**** Material for the task ****

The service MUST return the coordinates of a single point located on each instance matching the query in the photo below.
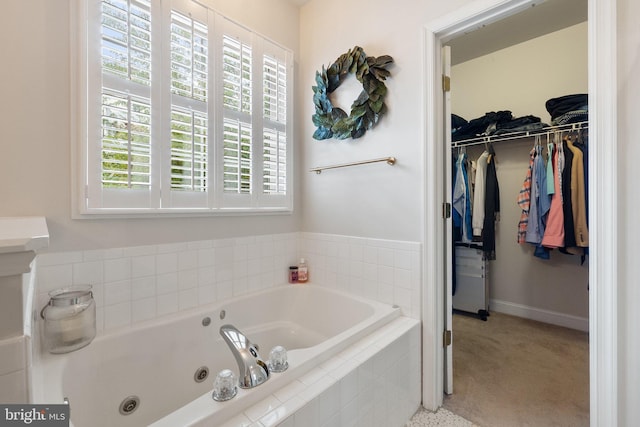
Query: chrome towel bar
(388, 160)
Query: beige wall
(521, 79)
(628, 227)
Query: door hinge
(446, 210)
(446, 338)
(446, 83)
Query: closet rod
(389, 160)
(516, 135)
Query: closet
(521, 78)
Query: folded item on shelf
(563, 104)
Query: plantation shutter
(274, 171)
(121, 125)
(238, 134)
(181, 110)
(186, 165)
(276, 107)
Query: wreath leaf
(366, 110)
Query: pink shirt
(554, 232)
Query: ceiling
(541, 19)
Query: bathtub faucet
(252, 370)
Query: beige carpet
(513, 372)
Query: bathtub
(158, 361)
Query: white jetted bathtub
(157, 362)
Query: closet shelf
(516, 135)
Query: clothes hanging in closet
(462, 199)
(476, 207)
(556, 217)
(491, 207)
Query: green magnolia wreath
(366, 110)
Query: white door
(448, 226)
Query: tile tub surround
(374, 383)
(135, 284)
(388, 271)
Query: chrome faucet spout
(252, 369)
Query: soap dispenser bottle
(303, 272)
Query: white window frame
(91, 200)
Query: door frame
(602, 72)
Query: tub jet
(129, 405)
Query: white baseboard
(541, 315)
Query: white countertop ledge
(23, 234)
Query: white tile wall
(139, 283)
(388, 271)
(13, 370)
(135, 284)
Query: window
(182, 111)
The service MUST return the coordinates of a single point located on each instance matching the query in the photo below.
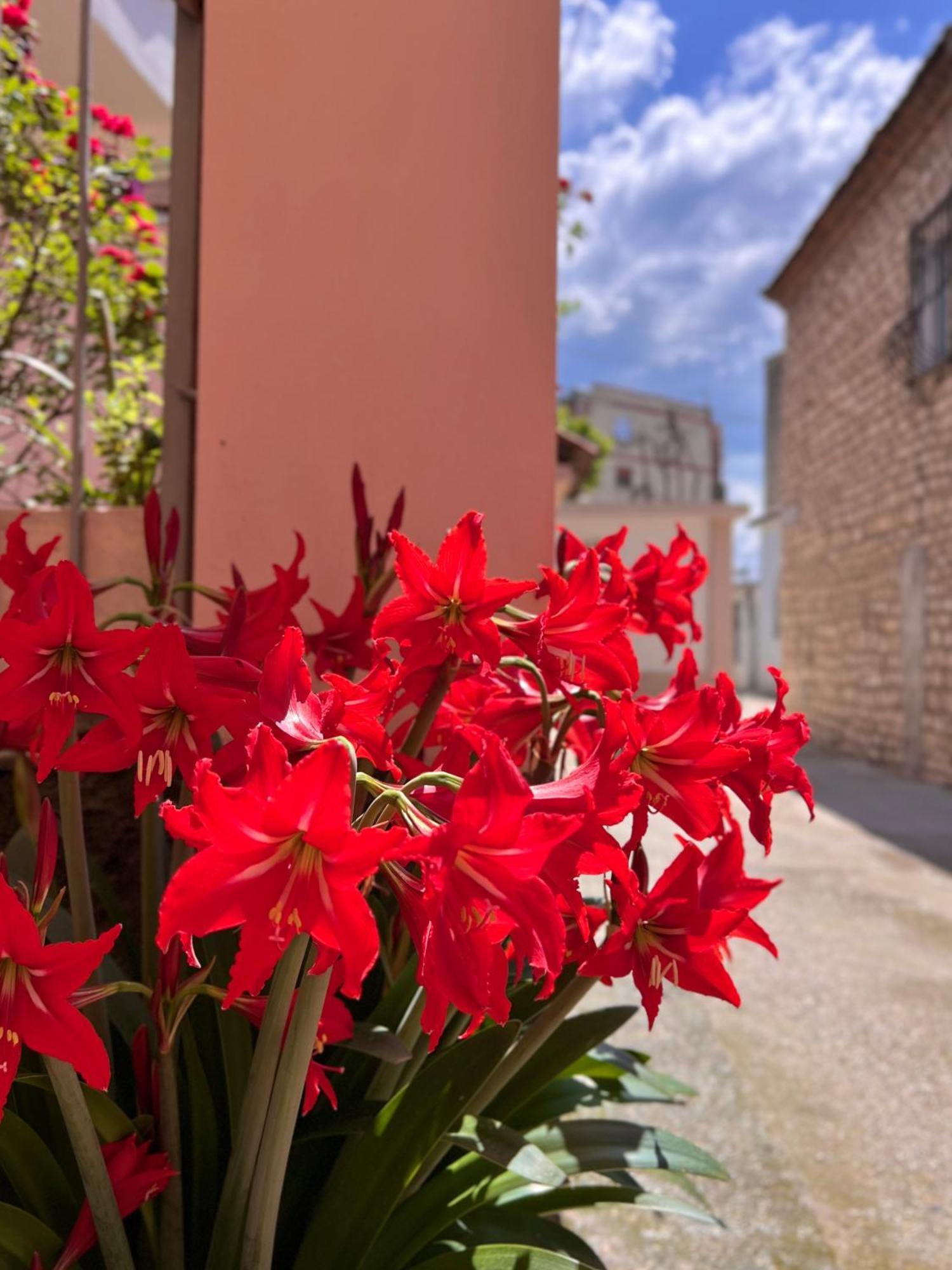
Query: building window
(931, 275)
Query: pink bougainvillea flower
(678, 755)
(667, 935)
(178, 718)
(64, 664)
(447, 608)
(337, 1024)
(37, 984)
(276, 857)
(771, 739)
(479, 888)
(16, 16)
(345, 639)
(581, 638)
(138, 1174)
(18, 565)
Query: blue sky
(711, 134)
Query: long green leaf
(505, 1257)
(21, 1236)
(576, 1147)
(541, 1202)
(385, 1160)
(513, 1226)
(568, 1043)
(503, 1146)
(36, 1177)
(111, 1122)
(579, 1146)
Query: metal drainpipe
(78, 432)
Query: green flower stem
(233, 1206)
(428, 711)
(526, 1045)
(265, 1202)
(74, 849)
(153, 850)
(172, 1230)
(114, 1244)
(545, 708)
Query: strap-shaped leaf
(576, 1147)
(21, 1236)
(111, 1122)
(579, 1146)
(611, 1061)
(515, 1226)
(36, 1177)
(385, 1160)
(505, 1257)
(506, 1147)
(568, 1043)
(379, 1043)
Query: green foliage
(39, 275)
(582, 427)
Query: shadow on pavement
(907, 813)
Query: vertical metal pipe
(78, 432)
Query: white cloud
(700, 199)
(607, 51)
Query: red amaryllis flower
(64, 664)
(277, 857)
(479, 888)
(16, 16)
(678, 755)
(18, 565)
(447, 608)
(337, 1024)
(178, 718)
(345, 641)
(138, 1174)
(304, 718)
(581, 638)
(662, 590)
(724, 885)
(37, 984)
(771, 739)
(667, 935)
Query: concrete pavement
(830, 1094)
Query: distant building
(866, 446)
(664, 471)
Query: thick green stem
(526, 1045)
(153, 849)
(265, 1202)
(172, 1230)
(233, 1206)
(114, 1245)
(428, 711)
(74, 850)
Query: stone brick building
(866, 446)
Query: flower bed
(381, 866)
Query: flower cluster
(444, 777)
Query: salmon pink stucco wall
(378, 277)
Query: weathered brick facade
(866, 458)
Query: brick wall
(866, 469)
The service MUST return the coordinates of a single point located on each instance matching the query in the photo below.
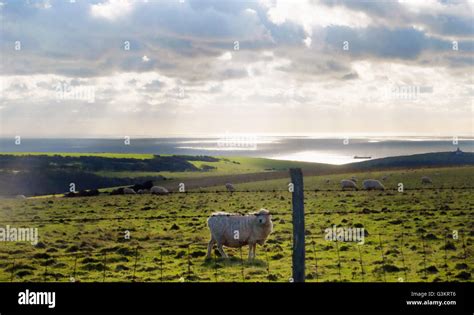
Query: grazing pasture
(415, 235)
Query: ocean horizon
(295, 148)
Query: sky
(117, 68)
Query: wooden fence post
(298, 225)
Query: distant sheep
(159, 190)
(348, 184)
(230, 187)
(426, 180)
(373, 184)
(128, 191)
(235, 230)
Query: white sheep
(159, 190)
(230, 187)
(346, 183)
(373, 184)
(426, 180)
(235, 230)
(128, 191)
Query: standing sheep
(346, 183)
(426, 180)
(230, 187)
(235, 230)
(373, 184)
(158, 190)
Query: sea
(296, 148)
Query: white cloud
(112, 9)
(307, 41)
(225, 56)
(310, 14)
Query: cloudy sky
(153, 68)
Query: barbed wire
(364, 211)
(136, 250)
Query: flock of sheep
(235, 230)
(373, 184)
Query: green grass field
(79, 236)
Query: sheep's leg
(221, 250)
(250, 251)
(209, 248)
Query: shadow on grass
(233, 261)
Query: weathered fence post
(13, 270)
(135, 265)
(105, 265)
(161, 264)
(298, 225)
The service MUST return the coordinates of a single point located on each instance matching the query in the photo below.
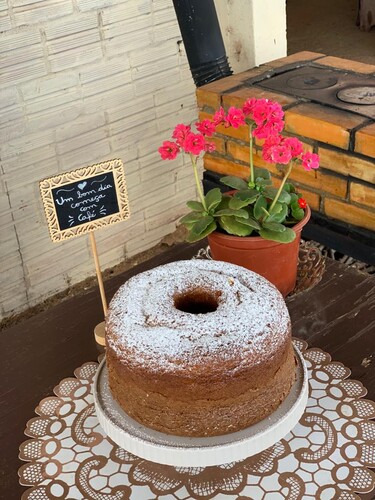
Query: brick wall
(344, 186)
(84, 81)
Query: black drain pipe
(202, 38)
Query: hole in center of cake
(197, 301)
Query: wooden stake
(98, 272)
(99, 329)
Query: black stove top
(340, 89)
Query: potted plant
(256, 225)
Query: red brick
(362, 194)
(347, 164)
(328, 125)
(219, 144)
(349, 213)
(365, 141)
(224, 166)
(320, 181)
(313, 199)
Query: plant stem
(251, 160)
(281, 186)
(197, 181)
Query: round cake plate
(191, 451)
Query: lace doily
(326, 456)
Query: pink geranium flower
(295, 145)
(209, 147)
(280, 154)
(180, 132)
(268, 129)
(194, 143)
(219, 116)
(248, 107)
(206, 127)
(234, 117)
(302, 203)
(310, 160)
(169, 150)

****

● Directions: Every entry above needs to be copied exactly, and no pictures go with it.

● Output for this exercise:
The service MUST return the coordinates of a single point located on each instance matching the query in the photo below.
Query: chrome towel bar
(388, 160)
Query: beige wall
(521, 79)
(628, 227)
Query: door hinge
(446, 210)
(446, 338)
(446, 83)
Query: closet rod
(389, 160)
(516, 135)
Query: closet
(521, 78)
Query: folded item on shelf
(563, 104)
Query: plantation shutter
(274, 171)
(121, 125)
(238, 134)
(181, 110)
(186, 165)
(276, 107)
Query: wreath leaf
(366, 110)
Query: pink shirt
(554, 232)
Query: ceiling
(541, 19)
Query: bathtub faucet
(252, 370)
Query: beige carpet
(513, 372)
Query: bathtub
(158, 361)
Query: white jetted bathtub
(157, 362)
Query: closet shelf
(516, 135)
Query: clothes hanging in closet
(462, 199)
(476, 207)
(556, 217)
(491, 207)
Query: green magnolia wreath
(366, 110)
Query: white door
(448, 226)
Query: tile tub surround
(374, 383)
(135, 284)
(388, 271)
Query: chrome faucet spout
(252, 369)
Query: soap dispenser bottle
(303, 272)
Query: white window frame
(91, 200)
Query: door frame
(602, 72)
Query: tub jet
(129, 405)
Query: white baseboard
(541, 315)
Query: white countertop ledge
(23, 234)
Query: white tile wall
(139, 283)
(388, 271)
(13, 370)
(135, 284)
Query: window
(182, 111)
The service MUST return the coordinates of a single point located on each instance matching the query in the photo below.
Query: building window
(931, 275)
Query: pink bougainvillea flower
(678, 755)
(667, 935)
(178, 718)
(64, 664)
(447, 608)
(337, 1024)
(37, 984)
(276, 857)
(771, 739)
(479, 888)
(16, 16)
(345, 639)
(581, 638)
(138, 1174)
(18, 565)
Query: blue sky
(711, 134)
Query: long green leaf
(505, 1257)
(21, 1236)
(576, 1147)
(541, 1202)
(385, 1160)
(513, 1226)
(568, 1043)
(503, 1146)
(36, 1177)
(111, 1122)
(579, 1146)
Query: metal drainpipe
(78, 432)
Query: green flower stem
(233, 1206)
(428, 711)
(526, 1045)
(265, 1202)
(74, 849)
(153, 850)
(172, 1230)
(114, 1244)
(545, 708)
Query: strap-shaped leaf
(576, 1147)
(21, 1236)
(111, 1122)
(579, 1146)
(611, 1061)
(515, 1226)
(36, 1177)
(385, 1160)
(505, 1257)
(506, 1147)
(568, 1043)
(379, 1043)
Query: green foliage
(39, 275)
(582, 427)
Query: shadow on pavement
(907, 813)
Query: vertical metal pipe
(78, 432)
Query: white cloud
(700, 199)
(607, 51)
Query: red amaryllis flower
(64, 664)
(277, 857)
(479, 888)
(16, 16)
(678, 755)
(18, 565)
(447, 608)
(337, 1024)
(178, 718)
(345, 641)
(138, 1174)
(304, 718)
(581, 638)
(662, 590)
(724, 885)
(37, 984)
(771, 739)
(667, 935)
Query: concrete pavement
(830, 1094)
Query: distant building
(866, 446)
(664, 471)
Query: thick green stem
(526, 1045)
(153, 849)
(265, 1202)
(172, 1230)
(233, 1206)
(114, 1245)
(428, 711)
(74, 850)
Query: stone brick building
(866, 446)
Query: flower bed
(381, 866)
Query: flower cluster
(444, 777)
Query: salmon pink stucco wall
(378, 277)
Query: weathered brick facade
(866, 458)
Query: brick wall
(866, 469)
The service MUST return the coordinates of a single point located on each instance matching the query in the photo below.
Query: grazing pasture
(415, 235)
Query: ocean horizon
(295, 148)
Query: sky
(117, 68)
Query: wooden fence post
(298, 225)
Query: distant sheep
(159, 190)
(348, 184)
(230, 187)
(426, 180)
(373, 184)
(128, 191)
(235, 230)
Query: white sheep
(159, 190)
(230, 187)
(346, 183)
(373, 184)
(426, 180)
(235, 230)
(128, 191)
Query: standing sheep
(346, 183)
(426, 180)
(230, 187)
(235, 230)
(373, 184)
(158, 190)
Query: sea
(296, 148)
Query: white cloud
(112, 9)
(307, 41)
(225, 56)
(310, 14)
Query: cloudy sky
(153, 68)
Query: barbed wire
(364, 211)
(136, 250)
Query: flock of sheep
(235, 230)
(373, 184)
Query: green grass field
(79, 236)
Query: sheep's leg
(221, 250)
(250, 251)
(209, 248)
Query: shadow on grass
(233, 261)
Query: weathered fence post
(13, 270)
(135, 265)
(105, 265)
(161, 264)
(298, 225)
The service MUST return the coordinates of a single point located on each instance matching the query in the photo below.
Query: brick wall
(344, 186)
(84, 81)
Query: black drain pipe
(202, 38)
Query: hole in center of cake
(197, 301)
Query: wooden stake
(98, 272)
(99, 329)
Query: black stove top
(340, 89)
Query: potted plant
(256, 225)
Query: red brick
(362, 194)
(347, 164)
(328, 125)
(219, 144)
(349, 213)
(365, 141)
(224, 166)
(320, 181)
(313, 199)
Query: plant stem
(251, 160)
(281, 186)
(197, 181)
Query: round cake plate
(191, 451)
Query: lace doily
(326, 456)
Query: pink geranium flower
(295, 145)
(209, 147)
(280, 154)
(180, 132)
(268, 129)
(194, 143)
(219, 116)
(248, 107)
(206, 127)
(234, 117)
(302, 203)
(310, 160)
(169, 150)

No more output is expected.